Read through the data, and wherever a line holds the word "number", write that line out.

> ENTRIES PROVIDED:
▶
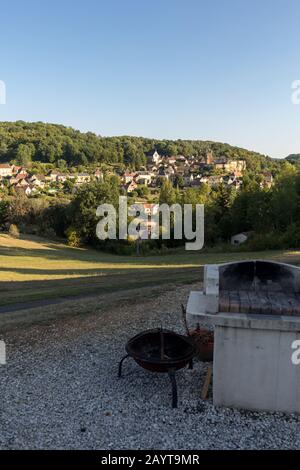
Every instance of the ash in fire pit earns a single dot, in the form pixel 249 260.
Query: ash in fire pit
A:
pixel 163 351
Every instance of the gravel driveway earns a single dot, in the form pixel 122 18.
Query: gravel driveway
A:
pixel 59 390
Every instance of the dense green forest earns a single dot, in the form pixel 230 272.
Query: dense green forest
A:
pixel 51 143
pixel 271 215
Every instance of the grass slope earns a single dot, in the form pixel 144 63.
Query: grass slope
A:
pixel 37 269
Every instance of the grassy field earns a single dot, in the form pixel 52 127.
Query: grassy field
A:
pixel 36 269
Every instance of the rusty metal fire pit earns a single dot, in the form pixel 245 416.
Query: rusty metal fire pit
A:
pixel 162 351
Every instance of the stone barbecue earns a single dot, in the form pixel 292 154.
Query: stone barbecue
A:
pixel 255 309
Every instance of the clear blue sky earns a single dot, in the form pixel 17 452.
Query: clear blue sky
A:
pixel 218 70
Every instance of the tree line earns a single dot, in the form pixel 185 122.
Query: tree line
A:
pixel 271 216
pixel 24 143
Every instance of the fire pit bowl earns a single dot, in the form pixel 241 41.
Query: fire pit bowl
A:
pixel 162 351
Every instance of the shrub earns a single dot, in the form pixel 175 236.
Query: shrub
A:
pixel 73 239
pixel 13 231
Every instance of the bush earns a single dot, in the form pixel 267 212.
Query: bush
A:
pixel 13 231
pixel 73 239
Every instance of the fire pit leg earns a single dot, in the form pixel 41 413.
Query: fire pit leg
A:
pixel 120 365
pixel 174 387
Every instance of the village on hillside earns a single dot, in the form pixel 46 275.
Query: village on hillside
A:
pixel 183 172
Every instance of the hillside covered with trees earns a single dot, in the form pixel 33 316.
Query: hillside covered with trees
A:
pixel 23 142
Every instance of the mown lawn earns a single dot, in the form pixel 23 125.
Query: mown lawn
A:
pixel 35 269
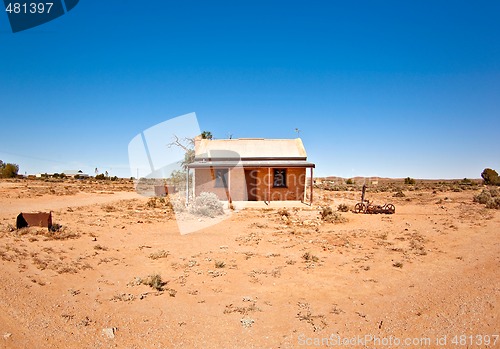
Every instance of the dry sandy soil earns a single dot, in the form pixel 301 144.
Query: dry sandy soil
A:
pixel 259 279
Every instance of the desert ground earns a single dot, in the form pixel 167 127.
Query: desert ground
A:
pixel 118 274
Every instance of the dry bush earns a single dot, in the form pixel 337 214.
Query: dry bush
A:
pixel 283 212
pixel 399 194
pixel 160 202
pixel 309 257
pixel 159 254
pixel 154 281
pixel 220 264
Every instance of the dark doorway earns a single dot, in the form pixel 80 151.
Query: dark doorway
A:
pixel 251 181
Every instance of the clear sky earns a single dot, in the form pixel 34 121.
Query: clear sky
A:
pixel 377 88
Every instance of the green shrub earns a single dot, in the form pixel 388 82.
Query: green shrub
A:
pixel 484 197
pixel 489 197
pixel 490 177
pixel 8 170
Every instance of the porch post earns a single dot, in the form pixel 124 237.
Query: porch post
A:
pixel 312 185
pixel 187 186
pixel 269 185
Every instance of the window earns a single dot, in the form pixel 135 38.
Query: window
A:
pixel 221 178
pixel 279 180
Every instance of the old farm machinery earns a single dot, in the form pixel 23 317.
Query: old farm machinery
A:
pixel 366 206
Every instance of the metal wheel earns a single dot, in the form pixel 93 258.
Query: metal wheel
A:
pixel 390 208
pixel 359 208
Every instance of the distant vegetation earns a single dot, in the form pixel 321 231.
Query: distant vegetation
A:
pixel 409 181
pixel 8 170
pixel 490 177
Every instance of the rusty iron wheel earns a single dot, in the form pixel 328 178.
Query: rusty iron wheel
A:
pixel 390 208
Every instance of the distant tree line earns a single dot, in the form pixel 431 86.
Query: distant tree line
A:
pixel 490 177
pixel 8 170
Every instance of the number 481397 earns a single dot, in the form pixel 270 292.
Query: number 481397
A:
pixel 41 7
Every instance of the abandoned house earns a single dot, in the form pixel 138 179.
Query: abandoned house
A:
pixel 252 169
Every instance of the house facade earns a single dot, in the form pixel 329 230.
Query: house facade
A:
pixel 252 169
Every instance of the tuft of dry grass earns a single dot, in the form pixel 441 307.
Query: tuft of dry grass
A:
pixel 159 254
pixel 309 257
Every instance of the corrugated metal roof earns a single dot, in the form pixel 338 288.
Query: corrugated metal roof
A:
pixel 251 163
pixel 250 148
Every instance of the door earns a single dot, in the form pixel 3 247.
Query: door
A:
pixel 251 182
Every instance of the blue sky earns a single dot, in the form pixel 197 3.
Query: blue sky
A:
pixel 386 88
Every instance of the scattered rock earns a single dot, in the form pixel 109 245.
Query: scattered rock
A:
pixel 109 332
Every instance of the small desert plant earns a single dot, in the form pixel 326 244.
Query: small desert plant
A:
pixel 154 281
pixel 207 204
pixel 397 265
pixel 484 197
pixel 283 212
pixel 409 180
pixel 490 176
pixel 220 264
pixel 342 208
pixel 309 257
pixel 159 254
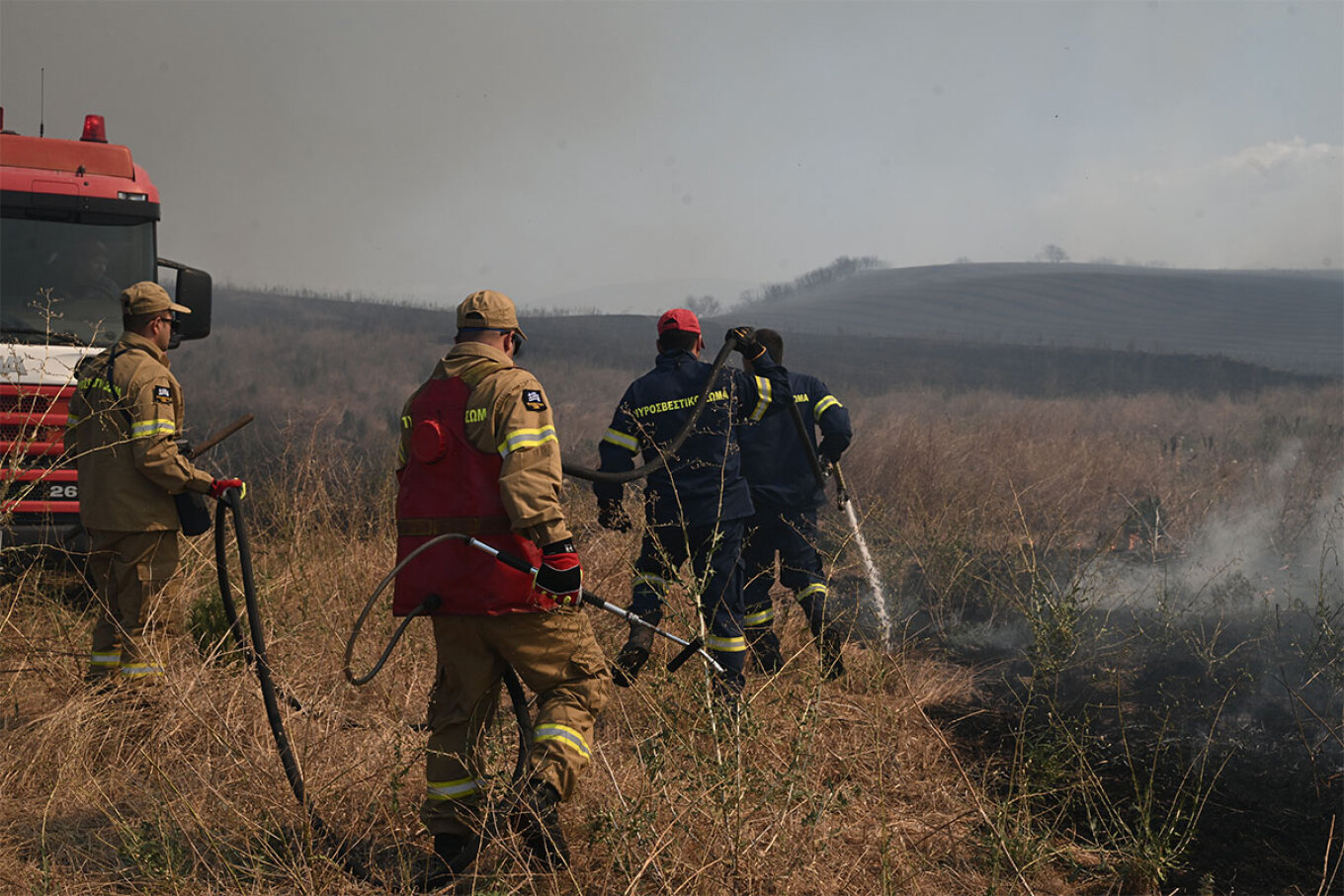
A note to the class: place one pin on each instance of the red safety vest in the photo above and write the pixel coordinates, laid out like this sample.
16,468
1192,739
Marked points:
449,485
◀
> RESULT:
Every instance of the number 481397 earns a single dot, in the form pixel 270 292.
Query: number 481397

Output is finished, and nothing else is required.